_Task brief_. Only the lines from the one with "In the photograph above, where can the white beard" to the end of the data below should be returned, each exactly as it stands.

[Referring expression pointing data]

- Opening Delimiter -

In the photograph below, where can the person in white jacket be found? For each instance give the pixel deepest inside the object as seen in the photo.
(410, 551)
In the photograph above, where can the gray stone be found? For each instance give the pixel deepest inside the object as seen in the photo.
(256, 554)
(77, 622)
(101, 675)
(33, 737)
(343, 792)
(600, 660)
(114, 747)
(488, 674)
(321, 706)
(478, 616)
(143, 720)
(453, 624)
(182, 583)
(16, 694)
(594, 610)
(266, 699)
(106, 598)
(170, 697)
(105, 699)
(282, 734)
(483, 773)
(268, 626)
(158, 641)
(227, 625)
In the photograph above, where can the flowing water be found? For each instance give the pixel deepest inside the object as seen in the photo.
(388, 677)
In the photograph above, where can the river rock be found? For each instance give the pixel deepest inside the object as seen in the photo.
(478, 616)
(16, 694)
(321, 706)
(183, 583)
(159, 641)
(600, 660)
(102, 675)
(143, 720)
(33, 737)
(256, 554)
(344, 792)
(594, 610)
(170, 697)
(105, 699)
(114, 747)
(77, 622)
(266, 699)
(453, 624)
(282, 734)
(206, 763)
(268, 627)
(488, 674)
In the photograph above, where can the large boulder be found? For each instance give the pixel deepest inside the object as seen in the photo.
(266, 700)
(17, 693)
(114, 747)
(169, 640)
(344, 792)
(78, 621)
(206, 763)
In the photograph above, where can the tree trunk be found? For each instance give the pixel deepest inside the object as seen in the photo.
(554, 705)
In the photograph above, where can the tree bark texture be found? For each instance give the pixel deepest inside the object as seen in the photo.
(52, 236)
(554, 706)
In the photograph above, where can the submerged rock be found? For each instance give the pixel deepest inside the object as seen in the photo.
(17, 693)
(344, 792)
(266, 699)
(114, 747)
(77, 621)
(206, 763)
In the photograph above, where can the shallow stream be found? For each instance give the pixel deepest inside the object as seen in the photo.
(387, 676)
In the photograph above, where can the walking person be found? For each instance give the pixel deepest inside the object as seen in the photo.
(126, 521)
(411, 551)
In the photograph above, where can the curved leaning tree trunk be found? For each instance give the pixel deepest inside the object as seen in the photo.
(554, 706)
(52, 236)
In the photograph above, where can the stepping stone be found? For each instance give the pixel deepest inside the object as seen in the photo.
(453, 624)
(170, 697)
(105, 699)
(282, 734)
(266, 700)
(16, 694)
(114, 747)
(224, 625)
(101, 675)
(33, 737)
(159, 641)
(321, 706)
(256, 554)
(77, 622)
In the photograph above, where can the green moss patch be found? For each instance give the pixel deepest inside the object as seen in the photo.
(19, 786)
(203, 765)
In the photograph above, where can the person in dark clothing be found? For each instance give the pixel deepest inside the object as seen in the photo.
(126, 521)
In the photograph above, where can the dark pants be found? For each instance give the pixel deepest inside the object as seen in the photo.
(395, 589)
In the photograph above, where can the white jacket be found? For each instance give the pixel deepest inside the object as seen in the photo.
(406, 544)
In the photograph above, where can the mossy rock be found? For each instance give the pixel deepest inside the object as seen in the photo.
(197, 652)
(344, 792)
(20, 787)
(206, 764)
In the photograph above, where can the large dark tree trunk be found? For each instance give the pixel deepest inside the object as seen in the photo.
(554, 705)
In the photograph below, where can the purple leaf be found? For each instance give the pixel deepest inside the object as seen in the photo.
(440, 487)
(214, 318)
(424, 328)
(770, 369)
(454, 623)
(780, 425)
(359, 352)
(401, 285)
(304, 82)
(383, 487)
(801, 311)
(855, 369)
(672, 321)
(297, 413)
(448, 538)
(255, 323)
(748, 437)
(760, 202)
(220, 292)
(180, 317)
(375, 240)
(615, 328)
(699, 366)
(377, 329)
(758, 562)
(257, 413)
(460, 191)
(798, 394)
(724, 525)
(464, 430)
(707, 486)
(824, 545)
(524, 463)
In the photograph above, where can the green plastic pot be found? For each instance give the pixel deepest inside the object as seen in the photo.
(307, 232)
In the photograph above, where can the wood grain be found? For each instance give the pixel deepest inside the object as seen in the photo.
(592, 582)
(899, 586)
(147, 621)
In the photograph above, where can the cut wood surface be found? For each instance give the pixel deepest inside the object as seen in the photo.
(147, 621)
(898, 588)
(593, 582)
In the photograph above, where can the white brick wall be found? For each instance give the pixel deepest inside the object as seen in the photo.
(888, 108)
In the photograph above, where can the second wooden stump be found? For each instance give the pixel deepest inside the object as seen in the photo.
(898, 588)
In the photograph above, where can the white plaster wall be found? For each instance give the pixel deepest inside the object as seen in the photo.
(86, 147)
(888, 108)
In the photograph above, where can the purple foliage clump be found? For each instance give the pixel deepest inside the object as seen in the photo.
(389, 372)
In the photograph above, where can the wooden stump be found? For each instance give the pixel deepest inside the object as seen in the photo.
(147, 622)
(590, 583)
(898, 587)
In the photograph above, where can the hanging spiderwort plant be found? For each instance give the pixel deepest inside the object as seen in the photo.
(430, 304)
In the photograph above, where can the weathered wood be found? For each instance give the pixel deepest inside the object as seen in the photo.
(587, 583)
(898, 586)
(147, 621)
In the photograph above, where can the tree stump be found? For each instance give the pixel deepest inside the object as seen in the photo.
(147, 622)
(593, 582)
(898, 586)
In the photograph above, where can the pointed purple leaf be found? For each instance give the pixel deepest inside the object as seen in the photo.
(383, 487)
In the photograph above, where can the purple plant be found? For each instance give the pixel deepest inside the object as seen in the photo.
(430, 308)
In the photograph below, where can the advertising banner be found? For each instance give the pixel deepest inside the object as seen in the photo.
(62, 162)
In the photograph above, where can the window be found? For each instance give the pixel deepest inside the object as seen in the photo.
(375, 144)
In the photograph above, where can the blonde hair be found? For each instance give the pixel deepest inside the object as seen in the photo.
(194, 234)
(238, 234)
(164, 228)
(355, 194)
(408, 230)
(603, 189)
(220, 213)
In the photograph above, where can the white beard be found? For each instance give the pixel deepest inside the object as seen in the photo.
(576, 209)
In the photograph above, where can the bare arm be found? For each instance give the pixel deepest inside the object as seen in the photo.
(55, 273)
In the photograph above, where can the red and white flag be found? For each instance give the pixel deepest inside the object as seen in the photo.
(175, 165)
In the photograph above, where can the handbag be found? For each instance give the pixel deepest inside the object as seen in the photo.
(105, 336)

- Closing Delimiter -

_Result for this task_.
In the photograph above, where can the white beard be found? For each instance give the pixel deepest inside the object as seen in the photo.
(576, 209)
In the photograph above, where can the bare arm be found? For each instance give the pixel deepest inside the object as seen in the photo.
(55, 273)
In the photograph above, where can the red and white flag be found? For each instance give the pixel deepest inside the object as seen in the photo.
(175, 165)
In the photograph above, where can the handbag be found? For each instance give the pixel deepest inside the object as seen in the photo.
(105, 336)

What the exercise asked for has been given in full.